## [What to work on]
All the data should come back exactly as it was given.

..........

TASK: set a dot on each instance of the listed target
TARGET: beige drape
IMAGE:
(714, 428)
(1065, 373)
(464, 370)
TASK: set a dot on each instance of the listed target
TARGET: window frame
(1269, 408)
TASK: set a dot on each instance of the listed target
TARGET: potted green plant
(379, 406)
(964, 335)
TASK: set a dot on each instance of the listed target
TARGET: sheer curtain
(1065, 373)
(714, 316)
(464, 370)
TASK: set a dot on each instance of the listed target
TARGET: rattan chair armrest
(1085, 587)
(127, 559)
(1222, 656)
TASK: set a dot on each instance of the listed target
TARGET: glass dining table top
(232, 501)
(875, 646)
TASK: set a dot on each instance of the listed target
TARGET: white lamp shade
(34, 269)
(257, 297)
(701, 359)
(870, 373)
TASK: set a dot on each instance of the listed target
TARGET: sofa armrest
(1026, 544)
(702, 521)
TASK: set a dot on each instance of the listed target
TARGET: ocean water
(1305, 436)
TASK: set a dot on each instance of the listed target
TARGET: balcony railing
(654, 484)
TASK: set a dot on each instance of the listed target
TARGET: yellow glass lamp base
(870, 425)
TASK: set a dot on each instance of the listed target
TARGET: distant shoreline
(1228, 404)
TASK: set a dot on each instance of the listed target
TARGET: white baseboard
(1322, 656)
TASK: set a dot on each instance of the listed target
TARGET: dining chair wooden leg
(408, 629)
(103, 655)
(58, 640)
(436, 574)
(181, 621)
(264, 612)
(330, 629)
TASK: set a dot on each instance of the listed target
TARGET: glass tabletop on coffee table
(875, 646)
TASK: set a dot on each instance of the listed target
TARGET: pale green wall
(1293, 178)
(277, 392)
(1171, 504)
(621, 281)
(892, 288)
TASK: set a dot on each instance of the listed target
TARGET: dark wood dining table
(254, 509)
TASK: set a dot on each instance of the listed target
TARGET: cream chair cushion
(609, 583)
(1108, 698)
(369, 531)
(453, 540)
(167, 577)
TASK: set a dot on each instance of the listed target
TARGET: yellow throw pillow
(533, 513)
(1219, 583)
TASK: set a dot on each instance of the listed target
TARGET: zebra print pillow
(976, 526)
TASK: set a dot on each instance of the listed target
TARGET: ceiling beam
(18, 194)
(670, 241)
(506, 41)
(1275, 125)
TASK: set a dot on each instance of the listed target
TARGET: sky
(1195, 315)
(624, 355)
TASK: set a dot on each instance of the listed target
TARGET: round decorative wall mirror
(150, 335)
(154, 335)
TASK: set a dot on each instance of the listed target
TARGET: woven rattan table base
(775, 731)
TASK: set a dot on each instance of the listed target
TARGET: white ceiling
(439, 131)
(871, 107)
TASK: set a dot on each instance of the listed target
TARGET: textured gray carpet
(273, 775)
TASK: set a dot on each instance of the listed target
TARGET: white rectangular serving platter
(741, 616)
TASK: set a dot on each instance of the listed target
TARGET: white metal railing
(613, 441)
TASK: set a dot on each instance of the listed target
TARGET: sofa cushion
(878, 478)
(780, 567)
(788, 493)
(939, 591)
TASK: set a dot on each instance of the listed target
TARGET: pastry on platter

..........

## [Solution to the exercise]
TASK: set a dot on each instance of the listed target
TARGET: beige drape
IMAGE:
(714, 428)
(1065, 373)
(464, 370)
TASK: set a dot on each instance of the listed target
TARGET: window frame
(1269, 408)
TASK: set a dot on each instance of the listed target
TARGET: potted green plant
(379, 406)
(964, 335)
TASK: set a dot on each instance of the listed target
TARGET: sheer curtain
(1065, 373)
(714, 316)
(464, 370)
TASK: set a dot on each instance of the listed target
TARGET: rattan chair armrest
(1085, 587)
(127, 559)
(1222, 656)
TASK: set a dot on each instance of the listed target
TARGET: glass dining table top
(232, 501)
(875, 646)
TASK: set a dot on each instance of the listed target
TARGET: white lamp shade
(34, 269)
(257, 297)
(701, 359)
(870, 373)
TASK: set a dot on each instance of the listed target
TARGET: sofa armrest
(1026, 544)
(702, 521)
TASK: set a dot on each instance of the listed target
TARGET: ocean water
(1305, 436)
TASK: set a dot on each instance of the listed target
TARGET: balcony railing
(654, 484)
TASK: set a dot on each instance of the listed target
TARGET: yellow glass lamp base
(870, 425)
TASK: set a dot on each instance of the listed target
TARGET: distant shoreline
(1228, 404)
TASK: set a dot on each instance of the listed target
TARGET: white baseboard
(1322, 656)
TASK: set a dot on each instance of the listed target
TARGET: dining chair wooden leg
(408, 629)
(103, 655)
(58, 640)
(436, 574)
(181, 621)
(264, 612)
(330, 629)
TASK: set a dot on each instance of the listed target
TARGET: glass tabletop on coffee table
(875, 646)
TASK: set a dot on each instance of the listed target
TARGET: pale green wall
(1293, 178)
(277, 392)
(1171, 504)
(621, 281)
(892, 288)
TASK: set a dot on each instance of the listed target
TARGET: dark wood dining table
(254, 509)
TASK: set a dot on each instance of the listed target
TARGET: cream chair cushion
(609, 583)
(1108, 698)
(369, 531)
(453, 540)
(167, 577)
TASK: set a dot on each instance of the listed target
TARGET: yellow throw pillow
(533, 513)
(1219, 583)
TASK: set a dot on each instance of the listed target
TARGET: zebra print pillow
(976, 526)
TASK: set a dot on each instance of the listed target
TARGET: ceiling beam
(18, 194)
(670, 241)
(506, 41)
(1275, 125)
TASK: set a dot on each instance of the listed target
TARGET: sky
(1195, 315)
(624, 355)
TASK: set a dot on each instance of the listed target
TARGET: round decorative wall mirror
(150, 335)
(154, 335)
TASK: set a dot on each instance of the listed target
TARGET: woven rattan table base
(775, 731)
TASK: set a dot on each instance of the listed target
TARGET: white ceiling
(439, 131)
(871, 107)
TASK: set a dot on each instance of the listed target
TARGET: textured gray carpet
(273, 775)
TASK: set a dot on each instance of the listed target
TARGET: white rectangular serving platter
(741, 616)
TASK: set a dot on each instance of the listed target
TARGET: white metal railing
(613, 441)
TASK: set a dot on each instance of the listed target
TARGET: sofa cushion
(878, 478)
(780, 567)
(788, 493)
(939, 591)
TASK: set a dot on each instance of the listed target
TARGET: pastry on platter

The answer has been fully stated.